[Saved entries]
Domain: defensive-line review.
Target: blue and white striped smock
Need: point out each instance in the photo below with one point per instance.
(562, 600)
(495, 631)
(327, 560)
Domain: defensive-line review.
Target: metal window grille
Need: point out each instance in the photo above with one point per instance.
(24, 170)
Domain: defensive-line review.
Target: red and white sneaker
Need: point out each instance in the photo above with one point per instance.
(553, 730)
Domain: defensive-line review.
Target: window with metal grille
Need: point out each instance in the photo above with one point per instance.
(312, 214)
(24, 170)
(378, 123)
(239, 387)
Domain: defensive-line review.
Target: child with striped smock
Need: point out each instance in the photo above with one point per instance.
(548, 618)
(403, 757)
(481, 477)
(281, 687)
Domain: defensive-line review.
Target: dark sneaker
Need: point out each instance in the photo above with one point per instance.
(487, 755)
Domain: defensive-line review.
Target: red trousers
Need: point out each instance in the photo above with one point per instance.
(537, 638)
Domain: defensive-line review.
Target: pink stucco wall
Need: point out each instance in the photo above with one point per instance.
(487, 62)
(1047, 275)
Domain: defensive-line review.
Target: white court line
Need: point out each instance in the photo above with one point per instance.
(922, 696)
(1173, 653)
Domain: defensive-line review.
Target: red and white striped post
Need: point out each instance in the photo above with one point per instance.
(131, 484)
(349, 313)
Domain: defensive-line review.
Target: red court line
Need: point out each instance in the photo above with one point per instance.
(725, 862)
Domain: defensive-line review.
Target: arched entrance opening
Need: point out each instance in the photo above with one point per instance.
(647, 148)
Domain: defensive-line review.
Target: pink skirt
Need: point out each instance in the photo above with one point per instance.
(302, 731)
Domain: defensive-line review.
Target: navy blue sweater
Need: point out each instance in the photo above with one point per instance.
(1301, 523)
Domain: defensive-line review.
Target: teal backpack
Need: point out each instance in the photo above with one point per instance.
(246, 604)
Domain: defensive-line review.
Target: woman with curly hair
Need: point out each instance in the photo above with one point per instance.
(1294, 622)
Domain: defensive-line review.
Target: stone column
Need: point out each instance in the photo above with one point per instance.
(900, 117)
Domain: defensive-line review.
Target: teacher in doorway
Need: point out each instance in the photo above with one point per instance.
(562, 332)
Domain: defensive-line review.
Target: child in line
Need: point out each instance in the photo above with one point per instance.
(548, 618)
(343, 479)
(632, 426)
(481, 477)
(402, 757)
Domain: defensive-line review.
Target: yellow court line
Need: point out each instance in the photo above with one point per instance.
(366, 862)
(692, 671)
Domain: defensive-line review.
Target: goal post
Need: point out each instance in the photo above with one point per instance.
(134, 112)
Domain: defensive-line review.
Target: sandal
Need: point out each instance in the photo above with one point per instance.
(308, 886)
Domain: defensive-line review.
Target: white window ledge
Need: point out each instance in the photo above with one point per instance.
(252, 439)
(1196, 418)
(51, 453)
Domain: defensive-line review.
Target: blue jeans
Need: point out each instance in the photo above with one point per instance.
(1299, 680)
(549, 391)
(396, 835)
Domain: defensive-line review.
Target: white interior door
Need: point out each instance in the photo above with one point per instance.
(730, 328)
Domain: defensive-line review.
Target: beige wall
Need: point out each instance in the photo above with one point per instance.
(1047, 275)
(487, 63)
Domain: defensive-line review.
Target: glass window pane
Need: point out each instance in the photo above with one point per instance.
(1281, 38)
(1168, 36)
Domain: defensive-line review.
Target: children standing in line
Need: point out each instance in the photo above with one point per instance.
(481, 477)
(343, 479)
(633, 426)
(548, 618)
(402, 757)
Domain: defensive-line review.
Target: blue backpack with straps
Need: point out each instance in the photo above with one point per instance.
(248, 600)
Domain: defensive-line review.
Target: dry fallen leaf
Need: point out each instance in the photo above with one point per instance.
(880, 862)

> [PROBLEM TO WORK ON]:
Every entry should be printed again exactly as written.

> [THE COMPLETED TASK]:
Domain: defensive-line review.
Target: blue and white striped smock
Need: point out each instance in the photo below with one point per instance.
(562, 600)
(495, 631)
(327, 560)
Domain: defensive-line review.
Target: metal window grille
Need: point out each instance in the photo above with one point per instance.
(24, 170)
Domain: defensive-line review.
Target: red and white sneaker
Need: point out each instance in the photo above with one point per instance.
(553, 730)
Domain: defensive-line review.
Target: window with metal grille
Need: point out each instance in the photo above with one point per instance.
(312, 214)
(24, 170)
(378, 123)
(239, 387)
Domain: defensive-line review.
Target: child with striped smock
Need: point out each instance in the photo above with one point per instance.
(548, 618)
(403, 757)
(481, 477)
(281, 687)
Domain: defensive-line review.
Target: dark sneaker
Need: point out each instance in the photo above with one point per instance.
(487, 755)
Domain: defensive-line review.
Target: red trousers
Need: point out each instance in the photo above with one point per instance.
(537, 638)
Domain: defensive-line review.
Target: pink stucco wall
Need: point out each instance in the photo above with one point per instance.
(487, 62)
(1047, 275)
Domain: defensive-line review.
Target: white court line
Need: point out each instance in the photo above with one point per instance.
(922, 696)
(1173, 653)
Domain: defensive-line review.
Target: red and white striped post
Need: point out each instance in the photo above with one point per instance.
(131, 484)
(349, 313)
Domain: defensive-line review.
Target: red court line
Need: point out each instance in the photo above with one point per instance.
(725, 862)
Domain: defensive-line review.
Target: arched entrance opening
Need: point out each instance in the photo above with one point per instance.
(647, 148)
Domain: defensive-line review.
Target: pink skirt
Need: point out each instance in the photo above with one point per instance.
(302, 731)
Domain: defensive-line review.
Target: navy blue sweater
Need: point out each instance in the photo above with one point per instance.
(1301, 523)
Domain: defensive-line review.
Target: teal backpack
Need: point out each instance in the photo above with one point per instance.
(246, 604)
Domain: defensive-line review.
Target: woman with curly hair
Need: point out each instance in the photo above with one point per instance.
(1294, 622)
Domain: defensive-line review.
Target: stone column
Need: point out each instance in the photo above with one point per instance.
(900, 117)
Domain: defensive-line review.
Target: teacher in doorway
Need: point out each instance in the photo above with one point per instance.
(562, 332)
Domain: defensive-line review.
Target: child in line
Need: point out each instance in the photo above with one point per instance.
(548, 618)
(343, 479)
(632, 426)
(481, 477)
(402, 757)
Domain: defensive-line review.
Target: yellow court line
Need: point out each instance in the photo above with one point per instance.
(366, 862)
(692, 671)
Domain: defensive-line review.
Target: goal post
Need: point out each instance in the photo above with one point per instance.
(134, 112)
Domain: defensive-line review.
Target: sandal
Need: point out each instance in the photo above with one point per instance.
(308, 886)
Domain: defensive-line review.
Target: white window ledge
Need: point out each instance in the photo above with one point per instance.
(252, 439)
(1196, 418)
(51, 453)
Domain: defensive-line review.
Target: blue jeans
Need: point out each instance in the photo above with one point per instance.
(1299, 680)
(549, 391)
(396, 835)
Domain: defensive-line review.
Target: white interior door
Need: point out each instance in the photo above with one point per instance.
(730, 328)
Domain: defensive-line review.
Target: beige wall
Need: point out each instance in the photo above with one point per instance.
(1047, 275)
(487, 63)
Domain: defensive-line review.
Target: glass window pane
Need: point out each instance in the photo above with one point per instance.
(1281, 38)
(1168, 36)
Domain: defensive-line review.
Target: children standing in line
Need: point out each instance in the photo above with one point per instance.
(481, 477)
(343, 479)
(633, 426)
(548, 618)
(402, 757)
Domain: defensive-line review.
Target: blue backpack with straps
Need: point out each instance in the photo above with one point per instance.
(248, 600)
Domain: defensive-line review.
Target: dry fallen leaf
Need: point out each instance in the photo above with one point per instance.
(880, 862)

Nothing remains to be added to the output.